» TASK DETAILS: Give every line of the records below as a JSON list of strings, one string per line, leaving out any blank lines.

-----

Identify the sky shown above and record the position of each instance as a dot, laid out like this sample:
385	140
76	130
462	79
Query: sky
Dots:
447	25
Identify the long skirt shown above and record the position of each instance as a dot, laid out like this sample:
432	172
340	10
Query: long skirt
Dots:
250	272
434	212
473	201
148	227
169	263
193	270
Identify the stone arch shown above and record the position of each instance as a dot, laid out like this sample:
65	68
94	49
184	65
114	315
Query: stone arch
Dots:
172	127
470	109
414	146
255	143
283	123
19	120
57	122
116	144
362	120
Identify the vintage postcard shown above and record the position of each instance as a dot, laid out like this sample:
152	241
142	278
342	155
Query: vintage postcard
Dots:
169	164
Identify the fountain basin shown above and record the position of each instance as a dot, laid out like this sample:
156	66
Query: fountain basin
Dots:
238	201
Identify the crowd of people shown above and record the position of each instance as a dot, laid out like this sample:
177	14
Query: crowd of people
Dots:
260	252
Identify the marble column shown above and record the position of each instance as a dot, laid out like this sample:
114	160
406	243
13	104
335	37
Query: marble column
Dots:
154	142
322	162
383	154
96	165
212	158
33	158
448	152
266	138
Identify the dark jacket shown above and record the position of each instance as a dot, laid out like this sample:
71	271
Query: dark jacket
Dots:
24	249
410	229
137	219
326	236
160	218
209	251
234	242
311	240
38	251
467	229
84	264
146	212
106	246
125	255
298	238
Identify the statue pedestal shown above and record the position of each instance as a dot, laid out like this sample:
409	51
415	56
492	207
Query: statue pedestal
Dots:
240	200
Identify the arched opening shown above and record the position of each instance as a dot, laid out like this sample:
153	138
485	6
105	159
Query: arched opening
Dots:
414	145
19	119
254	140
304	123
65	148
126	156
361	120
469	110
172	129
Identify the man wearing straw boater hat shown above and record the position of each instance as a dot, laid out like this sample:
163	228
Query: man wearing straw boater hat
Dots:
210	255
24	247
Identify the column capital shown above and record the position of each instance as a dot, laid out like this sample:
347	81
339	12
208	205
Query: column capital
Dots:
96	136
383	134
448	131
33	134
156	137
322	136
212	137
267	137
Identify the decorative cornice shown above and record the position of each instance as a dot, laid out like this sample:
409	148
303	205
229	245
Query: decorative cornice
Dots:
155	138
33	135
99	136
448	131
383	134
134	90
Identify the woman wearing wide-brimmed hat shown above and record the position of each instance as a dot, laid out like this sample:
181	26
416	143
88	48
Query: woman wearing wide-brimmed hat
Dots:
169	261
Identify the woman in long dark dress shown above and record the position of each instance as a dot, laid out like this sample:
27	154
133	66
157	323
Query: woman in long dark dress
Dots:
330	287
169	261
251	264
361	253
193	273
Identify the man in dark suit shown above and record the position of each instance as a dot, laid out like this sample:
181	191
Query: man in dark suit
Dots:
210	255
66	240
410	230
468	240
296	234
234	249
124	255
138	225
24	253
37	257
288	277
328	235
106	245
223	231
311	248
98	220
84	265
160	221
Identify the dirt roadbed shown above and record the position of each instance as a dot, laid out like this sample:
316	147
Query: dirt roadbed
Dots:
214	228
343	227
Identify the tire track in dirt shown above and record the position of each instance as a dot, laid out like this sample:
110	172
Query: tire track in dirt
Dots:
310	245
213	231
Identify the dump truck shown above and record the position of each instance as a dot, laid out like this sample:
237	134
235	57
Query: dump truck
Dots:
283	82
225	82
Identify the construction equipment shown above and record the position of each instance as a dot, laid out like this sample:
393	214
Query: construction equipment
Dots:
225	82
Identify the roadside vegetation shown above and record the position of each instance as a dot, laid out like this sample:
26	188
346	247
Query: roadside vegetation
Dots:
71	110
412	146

-----

» SOLUTION:
[
  "Identify the sky shown above and record the position of each instance as a dot, laid out like this sample:",
  "385\t140",
  "76\t130",
  "462\t79",
  "Query: sky",
  "Dots:",
  "447\t25",
  "Identify the long skirt shown above and record the position of each instance as a dot, laid out like this sample:",
  "432\t172",
  "340\t10",
  "Query: long skirt",
  "Dots:",
  "250\t272",
  "434\t212",
  "473\t201",
  "148\t227",
  "169\t263",
  "193\t270",
  "Identify the stone arch shown above and record the position of each instance as a dot, laid out like this sample:",
  "65\t68",
  "94\t49",
  "184\t65",
  "114\t315",
  "Query: stone arch",
  "Dots:",
  "172\t127",
  "470\t109",
  "414\t146",
  "255\t143",
  "283\t123",
  "19\t120",
  "57\t122",
  "116\t144",
  "362\t120",
  "Identify the vintage postcard shown above and record the position of each instance as a dot, laid out like this sample:",
  "152\t241",
  "142\t278",
  "342\t155",
  "Query: vintage postcard",
  "Dots:",
  "169\t164",
  "Identify the fountain basin shown above and record the position of each instance as a dot, laid out like this sample:",
  "156\t66",
  "Query: fountain basin",
  "Dots:",
  "238\t201",
  "Identify the crowd of people shown above and record the position of each instance as a dot, laid out like this sample:",
  "177\t14",
  "Query: crowd of people",
  "Dots:",
  "260\t252",
  "Identify the marble column shown above and record the position of each instance as a dot, laid out like this sample:",
  "114\t160",
  "406\t243",
  "13\t104",
  "335\t37",
  "Query: marble column",
  "Dots:",
  "154\t142",
  "322\t162",
  "383\t154",
  "96\t165",
  "212\t158",
  "33\t158",
  "448\t152",
  "266\t138",
  "Identify the dark jacket shown above and record the position of each instance as a dot, laid out like this sample:",
  "71\t271",
  "Query: dark jacket",
  "Dots:",
  "24\t249",
  "410\t229",
  "137\t219",
  "326\t236",
  "160\t218",
  "209\t251",
  "234\t242",
  "311\t240",
  "38\t251",
  "467\t229",
  "84\t264",
  "146\t212",
  "106\t246",
  "125\t255",
  "298\t238",
  "Identify the statue pedestal shown above and record the position of each instance as a dot, laid out like this sample:",
  "409\t51",
  "415\t56",
  "492\t207",
  "Query: statue pedestal",
  "Dots:",
  "240\t200",
  "Identify the arched opening shown above and record the position of each instance as a dot, laid out like this sample:",
  "153\t138",
  "485\t6",
  "105\t159",
  "Query: arched opening",
  "Dots:",
  "414\t145",
  "19\t119",
  "254\t140",
  "304\t123",
  "65\t148",
  "126\t156",
  "361\t120",
  "469\t110",
  "172\t129",
  "Identify the man wearing straw boater hat shown above and record the position of each instance as a dot, laid out like this sample:",
  "163\t228",
  "Query: man wearing straw boater hat",
  "Dots:",
  "210\t255",
  "24\t247",
  "Identify the column capital shown above and record the position of each instance as a dot, laid out like this sample:",
  "347\t81",
  "339\t12",
  "208\t205",
  "Query: column capital",
  "Dots:",
  "96\t136",
  "383\t134",
  "448\t131",
  "33\t134",
  "156\t137",
  "322\t136",
  "212\t137",
  "267\t137",
  "Identify the decorative cornice shown above and record the position of each instance as a dot, laid out like this sample:",
  "409\t148",
  "303\t205",
  "229\t245",
  "Query: decorative cornice",
  "Dots:",
  "155\t138",
  "33\t135",
  "99\t136",
  "448\t131",
  "383\t134",
  "134\t90",
  "Identify the woman wearing wide-brimmed hat shown above and record the position of each instance as a dot, laid out like this sample:",
  "181\t26",
  "416\t143",
  "88\t48",
  "Query: woman wearing wide-brimmed hat",
  "Dots:",
  "169\t261",
  "Identify the woman in long dark dress shown above and record the position of each instance as a dot, laid out like this sample:",
  "27\t154",
  "133\t66",
  "157\t323",
  "Query: woman in long dark dress",
  "Dots:",
  "330\t287",
  "169\t261",
  "251\t264",
  "361\t253",
  "193\t273",
  "Identify the man in dark suit shown above and record the position of each instance as a dot, laid out like this sample:",
  "181\t191",
  "Query: man in dark suit",
  "Dots:",
  "210\t255",
  "66\t240",
  "410\t230",
  "468\t240",
  "296\t234",
  "234\t249",
  "124\t255",
  "138\t225",
  "24\t253",
  "37\t257",
  "288\t277",
  "328\t235",
  "106\t245",
  "223\t231",
  "311\t248",
  "98\t220",
  "84\t265",
  "160\t221",
  "Identify the dirt roadbed shown above and record the position of each instance as a dot, laid out like this sample:",
  "316\t147",
  "Query: dirt roadbed",
  "Dots:",
  "214\t228",
  "343\t227",
  "Identify the tire track in dirt shown above and record the position of each instance as a dot, laid out like this sample:",
  "110\t172",
  "Query: tire track in dirt",
  "Dots:",
  "310\t245",
  "213\t231",
  "Identify the dump truck shown above and record the position of each instance as a dot, laid out like this sample:",
  "237\t134",
  "235\t57",
  "Query: dump truck",
  "Dots:",
  "283\t82",
  "225\t82",
  "Identify the construction equipment shown above and record the position of each instance as a dot, laid out like this sample:",
  "393\t214",
  "Query: construction equipment",
  "Dots:",
  "225\t82",
  "Identify the roadside vegetation shown above and record the position of each instance as a dot, laid out like this sample:",
  "26\t188",
  "346\t247",
  "Query: roadside vegetation",
  "Dots:",
  "71\t110",
  "412\t146"
]